*** Begin section ***

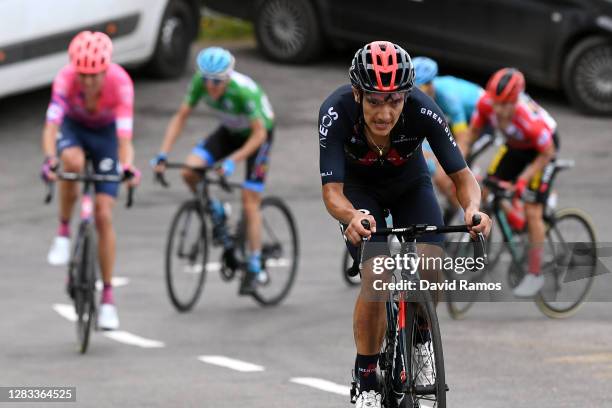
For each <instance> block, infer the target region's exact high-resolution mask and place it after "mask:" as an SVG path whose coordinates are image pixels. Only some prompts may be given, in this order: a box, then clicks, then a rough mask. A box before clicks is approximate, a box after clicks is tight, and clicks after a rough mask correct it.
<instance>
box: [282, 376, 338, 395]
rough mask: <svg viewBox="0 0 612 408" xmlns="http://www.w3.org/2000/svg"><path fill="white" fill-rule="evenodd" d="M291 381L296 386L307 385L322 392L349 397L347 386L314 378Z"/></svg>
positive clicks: (297, 377) (301, 378)
mask: <svg viewBox="0 0 612 408" xmlns="http://www.w3.org/2000/svg"><path fill="white" fill-rule="evenodd" d="M289 381H291V382H292V383H295V384H300V385H305V386H307V387H311V388H316V389H318V390H321V391H327V392H331V393H334V394H339V395H349V394H350V390H349V387H347V386H346V385H340V384H336V383H333V382H331V381H327V380H322V379H320V378H313V377H296V378H292V379H290V380H289Z"/></svg>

*** End section ***

_TASK TO CARRY OUT_: Can you copy the material above verbatim, omitting the pictures?

_RESPONSE FOR THIS EXERCISE_:
For each <instance> block, infer the target region's exact high-resolution mask and place it after "mask:" as an SVG path whose coordinates are image pixels. Only some prompts may be given, in this order: a box, then clicks, then a rough mask. A box before clicks is approximate, a box after clicks is tight, and clicks after a rough mask correct it.
<instance>
box: [282, 376, 338, 395]
rough mask: <svg viewBox="0 0 612 408" xmlns="http://www.w3.org/2000/svg"><path fill="white" fill-rule="evenodd" d="M291 381L296 386L307 385L322 392L349 397L347 386L314 378Z"/></svg>
positive clicks: (297, 377) (301, 378)
mask: <svg viewBox="0 0 612 408" xmlns="http://www.w3.org/2000/svg"><path fill="white" fill-rule="evenodd" d="M289 381H291V382H292V383H295V384H300V385H305V386H307V387H311V388H316V389H318V390H321V391H327V392H331V393H334V394H339V395H349V394H350V390H349V387H347V386H346V385H340V384H336V383H333V382H331V381H327V380H322V379H320V378H313V377H296V378H292V379H290V380H289Z"/></svg>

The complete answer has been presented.